- [Text provided]:

Meanwhile, the hunt continued for a more “Googley” project—something that would go beyond grantmaking and harness the corporation’s smarts directly to achieve massive impact. An opportunity came along when clean-tech entrepreneur Felix Kramer visited the Google campus to demonstrate his plug-in hybrid CalCars. Plug-in hybrids grabbed Google’s imagination because of their potential to reduce CO2 emissions, cut oil use, and stabilize the electrical grid. It didn’t hurt that Google cofounders are electric car enthusiasts. (Both Brin and Page were early investors in Tesla Motors.)

What plug-ins needed to gain a foothold in the marketplace “was exactly what Google could bring,” says Aimée Christensen, a lawyer with extensive background in climate change who was one of DotOrg’s first team members. That included “attention for what was still viewed by many as a garage technology, new investment dollars to spur competition, and credibility—data as well as media attention.”

In a project that became known as RechargeIT, DotOrg set out to demonstrate the potential of plug-in cars and accelerate their adoption. Jason Shellen, who had led the development of products like Google Reader for the commercial side of the company, now lent his expertise to DotOrg’s RechargeIT. The project team interviewed major automobile manufacturers, oil companies, battery manufacturers, and other players to understand which metrics needed to be tracked to make the case for plug-ins.

To gather the data, Google bought a small fleet of Toyota Prius cars and retrofitted them to operate as plug-ins. Google employees (“Googlers”) were free to drive the cars as part of the company’s car-share program—and thus to generate data on battery use and mileage (averaging better than 93 mpg in a controlled experiment). DotOrg made investments to support the development of plug-in technologies, including $2.75 million to Aptera Motors and ActaCell. The foundation made grants to underwrite conferences, fund university research, and raise public awareness of plug-in options.

Since RechargeIT launched in 2007, the market for plug-ins has indeed expanded, with nearly every major car manufacturer getting in the game. Google doesn’t take credit, Fuller said, acknowledging that “we’re just one of many voices. But we’re pleased to see that mainstream manufacturers have picked up the challenge.”

SLOW CLIMB UP AT A STEEP CURVE

Many of DotOrg’s early efforts failed to attract the same engagement across the company as did RechargeIT. Strategic investments in companies like eSolar ($10 million for solar thermal power research) and Makani Power ($15 million for research and development of high-altitude wind energy) were intended to spark innovation in alternative energy and, eventually, return profits to DotOrg. These were “data-driven, outcome-based investments,” Miller says, reflecting the parent company’s insistence on metrics. But the creative thinking was largely outsourced, leaving little room for Google employees to get directly involved.

Beyond the Googleplex, organizations eager for DotOrg funding were growing frustrated with the program’s slow pace and shifting objectives. One nonprofit executive, who asked to remain anonymous, flew cross-country to make what she thought was going to be a pitch. “Instead, it was like we were giving them a seminar,” she says. “We invested time and shared our intellectual property, and got nothing out of it.”

Even Counts, who had previously enjoyed access to Brin and Page, found himself “unable to get a meeting with the head of the DotOrg team. We were never able to make the case for microfinance,” he says. Grameen Foundation would eventually “find our sweet spot with Google,” Counts adds, with a $200,000 grant and technical support for a mobile phone project called AppLab that launched in Uganda in 2009. But he adds, “microfinance was a little bit ancillary to it.”

- [Stored data]:

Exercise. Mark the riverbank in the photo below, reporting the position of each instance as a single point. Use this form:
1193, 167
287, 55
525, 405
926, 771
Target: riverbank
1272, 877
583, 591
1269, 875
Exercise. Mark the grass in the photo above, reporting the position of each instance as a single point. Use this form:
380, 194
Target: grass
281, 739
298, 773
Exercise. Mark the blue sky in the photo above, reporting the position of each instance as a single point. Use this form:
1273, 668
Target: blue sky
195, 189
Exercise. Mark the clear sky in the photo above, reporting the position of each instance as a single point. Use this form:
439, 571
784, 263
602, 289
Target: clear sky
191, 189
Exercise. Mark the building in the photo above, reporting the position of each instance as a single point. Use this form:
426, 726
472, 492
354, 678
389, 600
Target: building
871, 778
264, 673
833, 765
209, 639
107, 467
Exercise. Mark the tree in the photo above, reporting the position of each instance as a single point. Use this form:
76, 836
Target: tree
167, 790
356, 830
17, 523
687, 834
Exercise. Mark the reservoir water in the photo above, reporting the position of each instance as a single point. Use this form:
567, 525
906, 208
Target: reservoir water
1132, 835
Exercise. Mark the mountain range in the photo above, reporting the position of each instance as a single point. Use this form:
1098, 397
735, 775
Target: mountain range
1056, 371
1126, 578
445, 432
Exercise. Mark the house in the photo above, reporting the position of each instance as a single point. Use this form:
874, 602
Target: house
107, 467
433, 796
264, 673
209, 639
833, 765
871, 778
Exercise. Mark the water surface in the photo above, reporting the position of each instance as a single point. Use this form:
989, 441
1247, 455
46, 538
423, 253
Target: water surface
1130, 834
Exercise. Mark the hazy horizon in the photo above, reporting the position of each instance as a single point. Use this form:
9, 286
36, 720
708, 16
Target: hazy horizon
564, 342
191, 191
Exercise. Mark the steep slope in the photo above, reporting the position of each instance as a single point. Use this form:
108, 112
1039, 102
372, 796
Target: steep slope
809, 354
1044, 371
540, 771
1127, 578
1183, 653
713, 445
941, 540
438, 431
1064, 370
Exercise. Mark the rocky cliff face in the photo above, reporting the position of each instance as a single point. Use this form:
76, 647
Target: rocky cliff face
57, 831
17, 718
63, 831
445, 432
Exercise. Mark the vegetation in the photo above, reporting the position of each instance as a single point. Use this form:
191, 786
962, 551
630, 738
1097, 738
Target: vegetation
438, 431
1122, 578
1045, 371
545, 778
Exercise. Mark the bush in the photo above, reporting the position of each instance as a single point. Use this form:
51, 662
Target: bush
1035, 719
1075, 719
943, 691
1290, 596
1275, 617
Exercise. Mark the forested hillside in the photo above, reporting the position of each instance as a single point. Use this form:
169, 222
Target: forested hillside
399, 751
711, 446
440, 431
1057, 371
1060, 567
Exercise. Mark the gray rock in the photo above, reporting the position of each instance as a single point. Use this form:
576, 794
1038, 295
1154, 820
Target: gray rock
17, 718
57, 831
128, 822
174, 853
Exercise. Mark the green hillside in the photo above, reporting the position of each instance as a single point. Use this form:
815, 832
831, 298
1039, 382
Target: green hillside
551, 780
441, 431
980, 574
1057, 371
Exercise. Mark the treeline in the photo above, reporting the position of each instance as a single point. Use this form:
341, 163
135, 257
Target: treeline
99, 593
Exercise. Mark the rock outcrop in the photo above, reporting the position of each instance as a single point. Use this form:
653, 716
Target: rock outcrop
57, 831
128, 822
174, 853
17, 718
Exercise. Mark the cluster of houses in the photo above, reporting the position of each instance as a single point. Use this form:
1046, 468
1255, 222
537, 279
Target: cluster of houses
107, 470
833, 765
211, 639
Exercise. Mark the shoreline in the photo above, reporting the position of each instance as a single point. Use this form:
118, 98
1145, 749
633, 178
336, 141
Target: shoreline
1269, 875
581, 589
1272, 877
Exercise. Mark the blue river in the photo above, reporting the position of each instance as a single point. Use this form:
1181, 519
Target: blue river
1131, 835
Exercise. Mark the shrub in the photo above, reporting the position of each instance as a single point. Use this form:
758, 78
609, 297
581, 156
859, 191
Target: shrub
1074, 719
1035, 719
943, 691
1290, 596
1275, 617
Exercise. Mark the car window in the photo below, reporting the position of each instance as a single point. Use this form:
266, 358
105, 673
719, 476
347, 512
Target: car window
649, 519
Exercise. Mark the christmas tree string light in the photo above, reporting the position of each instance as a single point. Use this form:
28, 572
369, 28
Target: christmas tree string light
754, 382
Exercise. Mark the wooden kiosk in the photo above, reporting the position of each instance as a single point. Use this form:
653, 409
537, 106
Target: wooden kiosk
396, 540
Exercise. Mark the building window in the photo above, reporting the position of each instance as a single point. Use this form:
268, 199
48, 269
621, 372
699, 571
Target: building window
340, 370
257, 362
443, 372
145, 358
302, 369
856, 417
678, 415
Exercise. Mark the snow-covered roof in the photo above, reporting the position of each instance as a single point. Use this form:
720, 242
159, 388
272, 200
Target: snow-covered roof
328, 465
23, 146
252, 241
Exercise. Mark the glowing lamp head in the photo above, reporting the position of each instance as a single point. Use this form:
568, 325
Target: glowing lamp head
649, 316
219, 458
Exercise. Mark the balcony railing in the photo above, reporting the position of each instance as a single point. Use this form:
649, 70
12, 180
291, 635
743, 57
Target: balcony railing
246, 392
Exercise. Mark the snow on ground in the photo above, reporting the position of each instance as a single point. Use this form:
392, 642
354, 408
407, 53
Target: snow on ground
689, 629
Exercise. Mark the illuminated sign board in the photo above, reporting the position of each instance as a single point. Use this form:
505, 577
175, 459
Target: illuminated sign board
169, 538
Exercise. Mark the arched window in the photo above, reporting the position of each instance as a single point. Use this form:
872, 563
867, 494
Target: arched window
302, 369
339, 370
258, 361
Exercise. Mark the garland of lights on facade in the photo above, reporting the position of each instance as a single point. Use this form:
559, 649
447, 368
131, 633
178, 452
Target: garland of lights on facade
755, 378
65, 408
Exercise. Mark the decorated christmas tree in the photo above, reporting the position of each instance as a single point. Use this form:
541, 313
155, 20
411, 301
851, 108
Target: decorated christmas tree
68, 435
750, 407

- [Parts of the exercise]:
#1 Answer these questions from the passage on Google's DotOrg, one answer per line.
(a) How much did DotOrg invest to support Aptera Motors and ActaCell?
(b) In what year did RechargeIT launch?
(c) In which country did the AppLab mobile phone project launch?
#2 Retype the passage on Google's DotOrg between "To gather the" and "of plug-in options.", inclusive.

- [Responses to the tasks]:
#1
(a) $2.75 million
(b) 2007
(c) Uganda

#2
To gather the data, Google bought a small fleet of Toyota Prius cars and retrofitted them to operate as plug-ins. Google employees (“Googlers”) were free to drive the cars as part of the company’s car-share program—and thus to generate data on battery use and mileage (averaging better than 93 mpg in a controlled experiment). DotOrg made investments to support the development of plug-in technologies, including $2.75 million to Aptera Motors and ActaCell. The foundation made grants to underwrite conferences, fund university research, and raise public awareness of plug-in options.